- SOURCE INFORMATION

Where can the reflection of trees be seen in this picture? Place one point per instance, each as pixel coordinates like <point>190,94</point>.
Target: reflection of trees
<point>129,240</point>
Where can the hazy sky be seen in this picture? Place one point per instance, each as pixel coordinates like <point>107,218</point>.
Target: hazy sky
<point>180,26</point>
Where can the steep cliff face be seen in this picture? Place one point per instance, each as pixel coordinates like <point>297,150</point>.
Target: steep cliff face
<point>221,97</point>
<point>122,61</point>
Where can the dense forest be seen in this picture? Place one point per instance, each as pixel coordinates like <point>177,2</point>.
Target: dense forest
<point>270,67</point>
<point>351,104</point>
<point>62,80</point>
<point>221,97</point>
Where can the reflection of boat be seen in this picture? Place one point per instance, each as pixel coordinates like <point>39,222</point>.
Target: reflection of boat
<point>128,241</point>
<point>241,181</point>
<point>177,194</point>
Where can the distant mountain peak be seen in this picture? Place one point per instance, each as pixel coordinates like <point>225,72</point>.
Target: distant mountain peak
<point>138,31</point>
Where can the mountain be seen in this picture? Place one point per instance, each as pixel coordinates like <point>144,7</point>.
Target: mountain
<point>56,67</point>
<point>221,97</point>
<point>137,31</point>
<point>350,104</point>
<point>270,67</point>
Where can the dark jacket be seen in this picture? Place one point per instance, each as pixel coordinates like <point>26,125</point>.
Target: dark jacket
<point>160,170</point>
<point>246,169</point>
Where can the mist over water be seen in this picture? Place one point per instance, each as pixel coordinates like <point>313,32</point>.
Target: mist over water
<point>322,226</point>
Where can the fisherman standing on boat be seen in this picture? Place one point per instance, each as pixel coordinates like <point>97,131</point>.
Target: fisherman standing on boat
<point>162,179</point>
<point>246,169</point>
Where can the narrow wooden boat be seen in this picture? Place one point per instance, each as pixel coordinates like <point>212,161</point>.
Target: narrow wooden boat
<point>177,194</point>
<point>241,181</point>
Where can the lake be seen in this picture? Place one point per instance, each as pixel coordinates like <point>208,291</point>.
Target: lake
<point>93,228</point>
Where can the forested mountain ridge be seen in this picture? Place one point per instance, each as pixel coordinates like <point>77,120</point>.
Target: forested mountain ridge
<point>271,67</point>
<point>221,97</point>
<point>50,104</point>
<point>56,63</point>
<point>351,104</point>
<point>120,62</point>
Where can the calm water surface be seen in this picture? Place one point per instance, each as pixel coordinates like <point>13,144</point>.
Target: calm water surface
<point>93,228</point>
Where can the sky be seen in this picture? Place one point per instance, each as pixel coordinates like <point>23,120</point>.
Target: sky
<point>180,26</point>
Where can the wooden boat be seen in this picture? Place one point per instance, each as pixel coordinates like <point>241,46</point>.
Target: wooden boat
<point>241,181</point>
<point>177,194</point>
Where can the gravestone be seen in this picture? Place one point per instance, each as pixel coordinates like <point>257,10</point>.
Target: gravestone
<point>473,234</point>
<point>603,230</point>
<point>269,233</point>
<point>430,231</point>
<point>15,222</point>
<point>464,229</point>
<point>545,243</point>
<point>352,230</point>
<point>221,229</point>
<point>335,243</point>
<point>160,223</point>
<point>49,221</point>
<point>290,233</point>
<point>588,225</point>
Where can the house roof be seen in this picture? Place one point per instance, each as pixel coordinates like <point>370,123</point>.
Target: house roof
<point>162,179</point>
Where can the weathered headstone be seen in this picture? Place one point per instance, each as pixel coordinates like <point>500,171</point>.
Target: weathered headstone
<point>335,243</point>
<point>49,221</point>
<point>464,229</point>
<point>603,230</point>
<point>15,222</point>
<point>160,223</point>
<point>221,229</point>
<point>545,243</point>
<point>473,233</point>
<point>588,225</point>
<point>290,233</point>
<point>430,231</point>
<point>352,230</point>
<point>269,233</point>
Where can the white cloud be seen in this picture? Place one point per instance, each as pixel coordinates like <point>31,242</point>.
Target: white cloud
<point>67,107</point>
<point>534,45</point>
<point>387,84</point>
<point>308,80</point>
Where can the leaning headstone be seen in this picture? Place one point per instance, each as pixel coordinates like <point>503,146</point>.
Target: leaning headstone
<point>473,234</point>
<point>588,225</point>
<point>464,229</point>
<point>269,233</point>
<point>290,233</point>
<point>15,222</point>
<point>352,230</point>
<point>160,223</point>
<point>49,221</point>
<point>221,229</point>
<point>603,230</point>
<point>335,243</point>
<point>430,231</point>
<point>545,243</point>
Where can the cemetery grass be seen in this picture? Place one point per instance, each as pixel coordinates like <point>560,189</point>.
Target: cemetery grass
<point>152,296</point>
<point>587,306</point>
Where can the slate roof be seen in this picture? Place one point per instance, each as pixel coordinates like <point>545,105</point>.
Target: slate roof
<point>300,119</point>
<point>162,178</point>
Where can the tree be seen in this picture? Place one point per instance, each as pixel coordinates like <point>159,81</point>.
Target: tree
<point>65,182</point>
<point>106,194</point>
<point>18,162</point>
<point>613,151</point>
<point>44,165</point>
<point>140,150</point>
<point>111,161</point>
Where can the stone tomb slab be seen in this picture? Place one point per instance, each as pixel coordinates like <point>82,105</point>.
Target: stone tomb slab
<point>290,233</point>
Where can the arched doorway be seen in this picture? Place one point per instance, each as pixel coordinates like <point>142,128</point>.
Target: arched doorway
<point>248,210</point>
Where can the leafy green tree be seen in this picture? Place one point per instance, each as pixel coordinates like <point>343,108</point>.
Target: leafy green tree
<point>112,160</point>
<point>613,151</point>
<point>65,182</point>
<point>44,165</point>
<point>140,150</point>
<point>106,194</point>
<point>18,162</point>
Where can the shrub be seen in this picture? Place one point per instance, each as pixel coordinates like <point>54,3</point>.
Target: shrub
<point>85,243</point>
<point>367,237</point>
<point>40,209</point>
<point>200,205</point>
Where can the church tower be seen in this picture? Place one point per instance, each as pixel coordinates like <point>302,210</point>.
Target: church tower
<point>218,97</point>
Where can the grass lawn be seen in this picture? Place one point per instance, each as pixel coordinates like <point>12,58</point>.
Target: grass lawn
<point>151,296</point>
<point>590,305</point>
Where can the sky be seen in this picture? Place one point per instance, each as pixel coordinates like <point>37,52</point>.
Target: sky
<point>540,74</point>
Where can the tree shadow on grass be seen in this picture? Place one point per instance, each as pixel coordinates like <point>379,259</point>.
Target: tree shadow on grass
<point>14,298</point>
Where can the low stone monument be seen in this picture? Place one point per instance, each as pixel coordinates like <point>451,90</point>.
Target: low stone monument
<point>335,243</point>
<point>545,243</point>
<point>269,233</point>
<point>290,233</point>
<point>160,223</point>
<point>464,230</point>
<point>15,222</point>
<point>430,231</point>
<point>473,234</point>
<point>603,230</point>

- TASK STATEMENT
Restate every record above, exactly, in full.

- TASK ANSWER
Where can the reflection of trees be seen in this picture? Place one point per instance, each as pixel coordinates like <point>190,94</point>.
Target: reflection of trees
<point>129,240</point>
Where can the hazy sky be seen in this picture? Place one point per instance, each as pixel coordinates like <point>107,218</point>.
Target: hazy sky
<point>180,26</point>
Where can the steep cliff face be seen in this picture? Place one point per instance, each as pixel coordinates like <point>297,150</point>.
Target: steep cliff face
<point>221,97</point>
<point>122,61</point>
Where can the dense forest be seen in this picture? Place one point per instance, each as pixel coordinates like <point>177,2</point>.
Target: dense forest
<point>270,67</point>
<point>351,104</point>
<point>62,80</point>
<point>221,97</point>
Where can the reflection of boat be seen in this picture? Place one point per instance, each as pixel coordinates like <point>39,222</point>.
Target: reflection of boat
<point>128,241</point>
<point>241,181</point>
<point>177,194</point>
Where can the distant mountain peak be seen in this picture? Place one point per instance, each as pixel coordinates like <point>225,72</point>.
Target: distant mountain peak
<point>138,31</point>
Where can the mountain be seen in this picture? Place one point per instance, each as pixel coordinates like <point>144,7</point>.
Target: mountain
<point>56,67</point>
<point>221,97</point>
<point>137,31</point>
<point>350,104</point>
<point>270,67</point>
Where can the dark jacket be seen in this picture? Place one point per instance, each as pixel coordinates like <point>26,125</point>.
Target: dark jacket
<point>160,170</point>
<point>246,169</point>
Where can the mist over water be seen in this picture? Place one point per instance, each as pixel coordinates like <point>313,32</point>.
Target: mist over water
<point>322,226</point>
Where can the fisherman standing on boat be seen in this picture? Place one point per instance, each as pixel coordinates like <point>97,131</point>.
Target: fisherman standing on boat
<point>162,179</point>
<point>246,169</point>
Where can the narrow wooden boat be seen in this picture? Place one point per instance, each as pixel coordinates like <point>212,161</point>.
Target: narrow wooden boat
<point>177,194</point>
<point>241,181</point>
Where can the lake be seen in this picture? Place one point per instance, each as pixel coordinates like <point>208,291</point>.
Target: lake
<point>93,228</point>
Where can the forested mountain ridge be seen in this picture? Place one point per instance, each as pixel coordinates like <point>77,120</point>.
Target: forested mountain ridge
<point>271,67</point>
<point>221,97</point>
<point>50,104</point>
<point>56,63</point>
<point>351,104</point>
<point>120,62</point>
Where can the calm water surface be seen in this picture? Place one point per instance, each as pixel coordinates like <point>13,144</point>.
Target: calm water surface
<point>93,228</point>
Where can the sky be seen in this picture? Place one point per instance, each as pixel coordinates like <point>23,120</point>.
Target: sky
<point>180,26</point>
Where can the wooden boat be seen in this picture? Place one point per instance, each as pixel coordinates like <point>241,46</point>.
Target: wooden boat
<point>241,181</point>
<point>177,194</point>
Where can the gravestone be seen in this picture? Place one point per instance, each as pixel coordinates like <point>257,10</point>.
Target: gravestone
<point>473,234</point>
<point>603,230</point>
<point>269,233</point>
<point>430,231</point>
<point>15,222</point>
<point>464,229</point>
<point>545,243</point>
<point>352,230</point>
<point>221,229</point>
<point>335,243</point>
<point>160,223</point>
<point>49,221</point>
<point>290,233</point>
<point>588,225</point>
Where can the house roof be seen in this picture? Place one point per instance, each as pixel coordinates like <point>370,123</point>.
Target: house roof
<point>162,179</point>
Where can the weathered headstone be seen in this picture? Place one point per instance, each as pixel coordinates like <point>500,171</point>.
Target: weathered headstone
<point>335,243</point>
<point>49,221</point>
<point>464,229</point>
<point>603,230</point>
<point>15,222</point>
<point>160,223</point>
<point>221,229</point>
<point>545,243</point>
<point>473,233</point>
<point>588,225</point>
<point>290,233</point>
<point>430,231</point>
<point>352,230</point>
<point>269,233</point>
Where can the white cloud be seen in this picture? Place one point per instance, each as pixel coordinates like <point>31,242</point>.
Target: white cloud
<point>67,107</point>
<point>534,45</point>
<point>387,84</point>
<point>308,80</point>
Where can the leaning headstone be seen in this picture? Place one point per instance, each as pixel coordinates like <point>503,146</point>.
Target: leaning headstone
<point>473,234</point>
<point>588,225</point>
<point>464,229</point>
<point>269,233</point>
<point>290,233</point>
<point>15,222</point>
<point>352,230</point>
<point>160,223</point>
<point>49,221</point>
<point>221,229</point>
<point>603,230</point>
<point>335,243</point>
<point>430,231</point>
<point>545,243</point>
Where can the cemetery grass be seen in this picture? Place one point per instance, each as pixel coordinates like <point>560,189</point>.
Target: cemetery grass
<point>152,296</point>
<point>587,306</point>
Where can the slate roof be seen in this picture? Place one point per instance, each as pixel coordinates like <point>545,105</point>.
Target: slate roof
<point>300,119</point>
<point>162,178</point>
Where can the tree be seen in this picture? Place one point per instance, each as pixel coordinates like <point>159,81</point>.
Target: tree
<point>65,182</point>
<point>106,194</point>
<point>18,162</point>
<point>613,151</point>
<point>44,165</point>
<point>140,150</point>
<point>111,161</point>
Where can the stone tomb slab be seen in this picture? Place one point per instance, each as pixel coordinates like <point>82,105</point>.
Target: stone tomb slab
<point>290,233</point>
Where can the arched doorway be seen in this picture? Place one point per instance, each as pixel coordinates like <point>142,128</point>.
Target: arched doorway
<point>248,210</point>
Where can the leafy green tree be seen in this picture? Place one point per instance, each as pixel coordinates like <point>343,108</point>.
Target: leafy green tree
<point>112,160</point>
<point>613,151</point>
<point>65,182</point>
<point>44,165</point>
<point>140,150</point>
<point>106,194</point>
<point>18,162</point>
Where can the shrub be seen in this picture? Place one point per instance, each as pixel coordinates like <point>54,3</point>.
Target: shrub
<point>85,243</point>
<point>367,237</point>
<point>40,209</point>
<point>200,205</point>
Where can the church tower be seen in this picture? Place one point per instance, each as pixel coordinates like <point>302,210</point>.
Target: church tower
<point>218,97</point>
Where can the grass lawn be seen in this picture? Place one point per instance, each as pixel coordinates like <point>12,58</point>.
Target: grass lawn
<point>151,296</point>
<point>590,305</point>
Where can the sky be seen in this picture? Place one point per instance, each as pixel coordinates like <point>37,52</point>.
Target: sky
<point>540,74</point>
Where can the tree shadow on grass be seen in this picture? Place one point per instance, each as pixel coordinates like <point>379,259</point>.
Target: tree shadow on grass
<point>14,298</point>
Where can the low stone monument be seen in this picture? Place one point per instance, each as pixel coordinates like <point>451,90</point>.
Target: low stone monument
<point>335,243</point>
<point>545,243</point>
<point>269,233</point>
<point>290,233</point>
<point>160,223</point>
<point>464,230</point>
<point>15,222</point>
<point>430,231</point>
<point>473,234</point>
<point>603,230</point>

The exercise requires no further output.